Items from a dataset
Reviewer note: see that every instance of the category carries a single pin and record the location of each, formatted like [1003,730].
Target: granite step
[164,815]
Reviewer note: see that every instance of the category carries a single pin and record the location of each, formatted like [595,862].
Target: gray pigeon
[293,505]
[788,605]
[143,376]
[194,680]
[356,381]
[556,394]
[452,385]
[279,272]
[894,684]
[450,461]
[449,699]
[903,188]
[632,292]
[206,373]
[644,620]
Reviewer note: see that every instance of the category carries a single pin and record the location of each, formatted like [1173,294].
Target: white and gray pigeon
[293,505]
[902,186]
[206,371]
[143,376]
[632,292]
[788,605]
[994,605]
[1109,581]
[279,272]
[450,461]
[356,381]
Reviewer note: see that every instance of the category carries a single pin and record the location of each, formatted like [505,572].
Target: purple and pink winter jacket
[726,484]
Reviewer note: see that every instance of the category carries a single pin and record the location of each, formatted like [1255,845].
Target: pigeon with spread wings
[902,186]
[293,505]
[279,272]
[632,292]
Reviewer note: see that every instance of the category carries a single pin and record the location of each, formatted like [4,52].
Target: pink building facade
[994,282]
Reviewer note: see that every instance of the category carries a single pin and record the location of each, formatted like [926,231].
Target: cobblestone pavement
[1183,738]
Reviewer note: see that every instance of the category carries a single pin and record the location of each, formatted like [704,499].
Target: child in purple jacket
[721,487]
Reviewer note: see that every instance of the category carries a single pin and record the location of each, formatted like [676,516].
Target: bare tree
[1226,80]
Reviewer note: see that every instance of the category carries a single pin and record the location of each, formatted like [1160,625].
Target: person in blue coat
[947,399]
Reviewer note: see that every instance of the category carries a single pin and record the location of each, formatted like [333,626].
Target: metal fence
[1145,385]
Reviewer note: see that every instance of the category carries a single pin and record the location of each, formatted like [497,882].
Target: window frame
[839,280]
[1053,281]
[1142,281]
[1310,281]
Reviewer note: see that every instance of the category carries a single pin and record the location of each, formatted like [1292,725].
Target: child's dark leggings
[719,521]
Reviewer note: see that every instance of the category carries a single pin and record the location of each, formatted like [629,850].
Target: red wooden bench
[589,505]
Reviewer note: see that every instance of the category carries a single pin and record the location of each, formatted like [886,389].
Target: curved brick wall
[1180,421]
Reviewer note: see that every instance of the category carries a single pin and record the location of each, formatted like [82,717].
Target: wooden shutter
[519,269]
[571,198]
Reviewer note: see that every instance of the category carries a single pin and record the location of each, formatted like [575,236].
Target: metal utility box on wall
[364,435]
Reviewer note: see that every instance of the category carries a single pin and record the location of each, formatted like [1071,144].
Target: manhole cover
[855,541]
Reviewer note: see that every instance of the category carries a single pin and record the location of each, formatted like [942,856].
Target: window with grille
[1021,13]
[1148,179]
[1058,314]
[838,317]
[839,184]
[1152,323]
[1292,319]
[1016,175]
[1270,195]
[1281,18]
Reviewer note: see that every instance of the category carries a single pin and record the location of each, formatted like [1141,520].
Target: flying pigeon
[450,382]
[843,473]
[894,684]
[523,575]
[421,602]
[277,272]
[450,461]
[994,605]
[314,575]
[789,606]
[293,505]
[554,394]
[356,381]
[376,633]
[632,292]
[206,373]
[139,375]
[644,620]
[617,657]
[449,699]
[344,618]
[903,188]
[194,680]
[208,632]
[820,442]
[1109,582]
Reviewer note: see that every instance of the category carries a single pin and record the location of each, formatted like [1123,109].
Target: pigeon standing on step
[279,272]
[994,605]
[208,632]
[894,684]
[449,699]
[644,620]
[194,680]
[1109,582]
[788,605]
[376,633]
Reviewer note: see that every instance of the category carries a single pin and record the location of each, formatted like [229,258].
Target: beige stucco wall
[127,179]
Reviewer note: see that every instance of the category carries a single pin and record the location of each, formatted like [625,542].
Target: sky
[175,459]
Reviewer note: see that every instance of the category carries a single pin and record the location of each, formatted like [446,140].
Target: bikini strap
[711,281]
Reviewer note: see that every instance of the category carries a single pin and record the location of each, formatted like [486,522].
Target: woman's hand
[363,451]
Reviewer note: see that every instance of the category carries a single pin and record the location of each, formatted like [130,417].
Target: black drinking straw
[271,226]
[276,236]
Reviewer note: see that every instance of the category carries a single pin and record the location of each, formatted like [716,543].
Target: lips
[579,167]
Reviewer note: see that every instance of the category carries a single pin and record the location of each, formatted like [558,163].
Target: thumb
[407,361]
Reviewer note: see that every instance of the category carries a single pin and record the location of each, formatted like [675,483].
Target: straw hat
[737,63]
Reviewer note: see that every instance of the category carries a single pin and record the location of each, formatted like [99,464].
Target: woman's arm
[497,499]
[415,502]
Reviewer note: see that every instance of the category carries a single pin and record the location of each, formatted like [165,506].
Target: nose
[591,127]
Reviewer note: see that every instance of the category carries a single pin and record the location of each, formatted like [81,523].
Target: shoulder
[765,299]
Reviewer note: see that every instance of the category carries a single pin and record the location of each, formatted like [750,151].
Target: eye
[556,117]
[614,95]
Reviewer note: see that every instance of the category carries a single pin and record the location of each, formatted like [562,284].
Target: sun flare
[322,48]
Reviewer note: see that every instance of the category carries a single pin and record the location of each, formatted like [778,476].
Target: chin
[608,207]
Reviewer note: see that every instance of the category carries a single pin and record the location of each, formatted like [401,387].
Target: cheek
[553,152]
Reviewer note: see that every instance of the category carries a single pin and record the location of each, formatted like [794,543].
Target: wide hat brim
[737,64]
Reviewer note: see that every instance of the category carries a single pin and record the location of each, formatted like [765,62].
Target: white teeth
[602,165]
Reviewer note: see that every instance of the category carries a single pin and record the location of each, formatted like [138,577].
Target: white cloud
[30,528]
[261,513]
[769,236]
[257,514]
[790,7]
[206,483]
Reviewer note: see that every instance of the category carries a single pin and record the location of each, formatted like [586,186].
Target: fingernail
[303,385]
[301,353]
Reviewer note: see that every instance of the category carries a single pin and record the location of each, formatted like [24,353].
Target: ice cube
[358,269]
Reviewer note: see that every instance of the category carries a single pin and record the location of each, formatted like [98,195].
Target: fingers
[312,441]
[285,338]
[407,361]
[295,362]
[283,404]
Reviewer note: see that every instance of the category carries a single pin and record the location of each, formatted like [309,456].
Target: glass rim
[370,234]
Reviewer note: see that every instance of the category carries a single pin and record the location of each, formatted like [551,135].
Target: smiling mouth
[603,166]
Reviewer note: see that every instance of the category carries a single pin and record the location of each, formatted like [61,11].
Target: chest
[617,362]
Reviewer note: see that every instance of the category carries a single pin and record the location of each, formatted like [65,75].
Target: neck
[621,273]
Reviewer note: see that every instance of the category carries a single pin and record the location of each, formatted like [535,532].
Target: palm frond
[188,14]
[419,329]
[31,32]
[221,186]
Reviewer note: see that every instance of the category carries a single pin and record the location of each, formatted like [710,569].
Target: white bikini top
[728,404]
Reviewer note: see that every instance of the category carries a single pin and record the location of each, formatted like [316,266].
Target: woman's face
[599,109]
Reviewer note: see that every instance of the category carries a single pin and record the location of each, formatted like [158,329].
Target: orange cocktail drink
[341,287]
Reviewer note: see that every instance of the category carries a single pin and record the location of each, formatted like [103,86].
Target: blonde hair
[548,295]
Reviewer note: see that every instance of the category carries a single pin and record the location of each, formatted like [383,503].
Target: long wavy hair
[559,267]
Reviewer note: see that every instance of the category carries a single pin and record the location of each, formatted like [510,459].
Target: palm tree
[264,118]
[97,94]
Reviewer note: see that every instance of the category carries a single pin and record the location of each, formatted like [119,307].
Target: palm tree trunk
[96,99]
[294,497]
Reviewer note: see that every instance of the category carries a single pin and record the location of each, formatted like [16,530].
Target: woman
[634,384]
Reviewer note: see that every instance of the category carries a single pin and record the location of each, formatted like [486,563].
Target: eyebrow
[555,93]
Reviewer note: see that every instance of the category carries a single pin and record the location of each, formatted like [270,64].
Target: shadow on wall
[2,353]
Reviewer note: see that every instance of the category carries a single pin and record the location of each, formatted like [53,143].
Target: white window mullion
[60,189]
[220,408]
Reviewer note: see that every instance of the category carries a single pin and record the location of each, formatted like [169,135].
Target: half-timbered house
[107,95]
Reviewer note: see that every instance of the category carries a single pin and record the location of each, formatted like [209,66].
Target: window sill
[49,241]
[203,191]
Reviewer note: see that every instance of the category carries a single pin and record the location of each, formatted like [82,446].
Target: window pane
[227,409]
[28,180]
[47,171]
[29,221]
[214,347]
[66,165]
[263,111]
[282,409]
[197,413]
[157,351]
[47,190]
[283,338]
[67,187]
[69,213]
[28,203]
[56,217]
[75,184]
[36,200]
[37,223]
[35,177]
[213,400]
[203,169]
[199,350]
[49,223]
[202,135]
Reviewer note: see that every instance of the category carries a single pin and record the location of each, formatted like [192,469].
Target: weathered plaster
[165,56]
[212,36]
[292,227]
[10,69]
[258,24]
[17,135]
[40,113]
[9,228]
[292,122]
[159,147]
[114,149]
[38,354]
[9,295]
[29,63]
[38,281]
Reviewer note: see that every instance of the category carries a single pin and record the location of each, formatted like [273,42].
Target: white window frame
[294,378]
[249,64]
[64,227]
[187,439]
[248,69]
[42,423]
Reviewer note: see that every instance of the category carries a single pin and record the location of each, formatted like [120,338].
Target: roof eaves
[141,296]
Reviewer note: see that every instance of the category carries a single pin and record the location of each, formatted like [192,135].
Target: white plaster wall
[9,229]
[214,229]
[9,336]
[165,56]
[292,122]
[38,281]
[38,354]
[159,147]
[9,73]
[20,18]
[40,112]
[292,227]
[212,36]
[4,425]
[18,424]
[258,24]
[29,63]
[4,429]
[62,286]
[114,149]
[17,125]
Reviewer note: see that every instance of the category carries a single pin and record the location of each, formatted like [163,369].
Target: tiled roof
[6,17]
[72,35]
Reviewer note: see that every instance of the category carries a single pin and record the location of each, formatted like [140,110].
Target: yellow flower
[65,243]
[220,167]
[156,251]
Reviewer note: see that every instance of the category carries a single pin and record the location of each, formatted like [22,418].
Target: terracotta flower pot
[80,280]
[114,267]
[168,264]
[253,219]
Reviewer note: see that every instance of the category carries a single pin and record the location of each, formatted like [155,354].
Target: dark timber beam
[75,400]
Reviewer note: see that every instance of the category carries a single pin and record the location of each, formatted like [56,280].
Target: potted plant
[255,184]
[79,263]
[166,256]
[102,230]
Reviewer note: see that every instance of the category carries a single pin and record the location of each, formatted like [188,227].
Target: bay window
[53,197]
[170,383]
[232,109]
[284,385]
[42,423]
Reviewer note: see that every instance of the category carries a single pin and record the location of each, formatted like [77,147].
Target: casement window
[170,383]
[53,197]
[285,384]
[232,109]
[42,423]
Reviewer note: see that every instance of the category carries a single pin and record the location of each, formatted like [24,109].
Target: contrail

WHAT YOU SHOULD DO
In the entries above, the lines between the one holding "formatted like [158,329]." and the one holding "formatted like [119,307].", inclusive, are to be printed exactly as written, and those alone.

RESULT OF THIS TASK
Reviewer note: see that every instance of the category carries a single pin and record the location of each, formatted like [158,329].
Target: orange cocktail drink
[341,287]
Reviewer note: see that every instance of the category carries a single pin and record the location of each, formatted like [103,86].
Target: blonde hair
[548,295]
Reviewer note: see that every instance of the category carries a single pin and record the location of each, formatted like [383,503].
Target: long wavy hair
[559,267]
Reviewer note: see that every instance of the category carries a single pin and record the location of each, formatted like [510,459].
Target: palm tree
[264,118]
[97,94]
Reviewer note: see that every instance of the category carries a single pin and record the location of each, formatted like [119,307].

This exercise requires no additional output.